## Opdracht 1
Beantwoord de volgende vragen over het tekstfragment:
(a) Welk tijdschrift wordt in het tekstfragment vermeld?
(b) Welke datum wordt in het tekstfragment opgegeven?
(c) Wat staat er in het tekstfragment bij auteursrecht?

## Tekstfragment

Naar inhoud springen

Sicco Ernst Willem Roorda van Eysinga/Het Legioen van Eer der machinisten

Uit Wikisource
Het Legioen van Eer der machinisten
Auteur(s) R.v.E.
Datum Zaterdag 2 november 1872
Titel Het Legioen van Eer der machinisten
Tijdschrift De Opmerker
Jg, nr, pg 7, 44, [1]
Opmerkingen Joannes Josephus van Mulken vermeld als Van Mulken
Brontaal Nederlands
Bron libserv.tudelft.nl
Auteursrecht Publiek domein

HET LEGIOEN VAN EER DER MACHINISTEN.

## Geëxtraheerde gegevens
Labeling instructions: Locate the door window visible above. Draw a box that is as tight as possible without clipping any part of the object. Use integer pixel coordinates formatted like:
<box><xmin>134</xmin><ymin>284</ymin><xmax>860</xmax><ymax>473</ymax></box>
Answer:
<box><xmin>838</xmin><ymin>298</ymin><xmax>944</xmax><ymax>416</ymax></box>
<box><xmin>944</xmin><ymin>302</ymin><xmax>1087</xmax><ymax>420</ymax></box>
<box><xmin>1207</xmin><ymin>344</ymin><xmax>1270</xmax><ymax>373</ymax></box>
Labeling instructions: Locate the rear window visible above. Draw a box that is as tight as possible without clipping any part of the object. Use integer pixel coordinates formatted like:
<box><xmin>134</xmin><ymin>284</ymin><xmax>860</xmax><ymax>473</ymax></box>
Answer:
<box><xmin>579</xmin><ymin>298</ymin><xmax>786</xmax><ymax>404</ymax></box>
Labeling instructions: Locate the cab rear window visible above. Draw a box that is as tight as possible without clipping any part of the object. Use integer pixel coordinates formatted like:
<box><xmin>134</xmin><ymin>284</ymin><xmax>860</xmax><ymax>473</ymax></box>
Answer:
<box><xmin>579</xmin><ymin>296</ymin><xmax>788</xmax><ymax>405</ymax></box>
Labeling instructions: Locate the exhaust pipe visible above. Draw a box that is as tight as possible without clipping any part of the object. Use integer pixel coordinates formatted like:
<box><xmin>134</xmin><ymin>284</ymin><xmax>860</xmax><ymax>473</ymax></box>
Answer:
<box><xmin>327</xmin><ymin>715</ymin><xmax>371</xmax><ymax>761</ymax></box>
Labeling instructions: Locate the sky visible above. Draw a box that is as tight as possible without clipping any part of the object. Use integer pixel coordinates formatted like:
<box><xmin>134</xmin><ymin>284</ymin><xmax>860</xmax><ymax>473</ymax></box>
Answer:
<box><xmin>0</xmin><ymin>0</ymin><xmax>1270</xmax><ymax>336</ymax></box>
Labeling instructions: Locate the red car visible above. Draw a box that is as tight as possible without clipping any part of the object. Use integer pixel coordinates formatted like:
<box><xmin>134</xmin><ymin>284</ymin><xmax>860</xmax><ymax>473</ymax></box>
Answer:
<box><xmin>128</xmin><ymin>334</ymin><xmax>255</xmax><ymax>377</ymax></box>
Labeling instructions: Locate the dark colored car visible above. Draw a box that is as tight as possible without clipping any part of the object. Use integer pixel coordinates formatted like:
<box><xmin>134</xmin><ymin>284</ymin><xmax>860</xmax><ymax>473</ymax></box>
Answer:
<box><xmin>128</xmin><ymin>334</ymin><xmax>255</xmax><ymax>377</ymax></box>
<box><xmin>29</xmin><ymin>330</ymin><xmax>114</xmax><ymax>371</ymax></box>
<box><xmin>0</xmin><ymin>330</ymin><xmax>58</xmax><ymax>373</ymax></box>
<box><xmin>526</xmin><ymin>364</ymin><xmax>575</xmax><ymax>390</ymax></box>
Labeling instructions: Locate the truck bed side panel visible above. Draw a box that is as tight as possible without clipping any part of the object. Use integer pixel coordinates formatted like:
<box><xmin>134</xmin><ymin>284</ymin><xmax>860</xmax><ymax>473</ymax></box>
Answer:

## Opdracht 2
Herhaal ongewijzigd de rijen van de gegevens, te beginnen bij de rij met "Labeling instructions: Locate the red" en doorlopend tot en met het einde van de gegevens.

## Verwacht antwoord 1
(a) De Opmerker
(b) Zaterdag 2 november 1872
(c) Publiek domein

## Verwacht antwoord 2
Labeling instructions: Locate the red car visible above. Draw a box that is as tight as possible without clipping any part of the object. Use integer pixel coordinates formatted like:
<box><xmin>134</xmin><ymin>284</ymin><xmax>860</xmax><ymax>473</ymax></box>
Answer:
<box><xmin>128</xmin><ymin>334</ymin><xmax>255</xmax><ymax>377</ymax></box>
Labeling instructions: Locate the dark colored car visible above. Draw a box that is as tight as possible without clipping any part of the object. Use integer pixel coordinates formatted like:
<box><xmin>134</xmin><ymin>284</ymin><xmax>860</xmax><ymax>473</ymax></box>
Answer:
<box><xmin>128</xmin><ymin>334</ymin><xmax>255</xmax><ymax>377</ymax></box>
<box><xmin>29</xmin><ymin>330</ymin><xmax>114</xmax><ymax>371</ymax></box>
<box><xmin>0</xmin><ymin>330</ymin><xmax>58</xmax><ymax>373</ymax></box>
<box><xmin>526</xmin><ymin>364</ymin><xmax>575</xmax><ymax>390</ymax></box>
Labeling instructions: Locate the truck bed side panel visible above. Draw a box that is as tight as possible without clipping any part of the object. Use integer pixel coordinates formatted like:
<box><xmin>134</xmin><ymin>284</ymin><xmax>860</xmax><ymax>473</ymax></box>
Answer:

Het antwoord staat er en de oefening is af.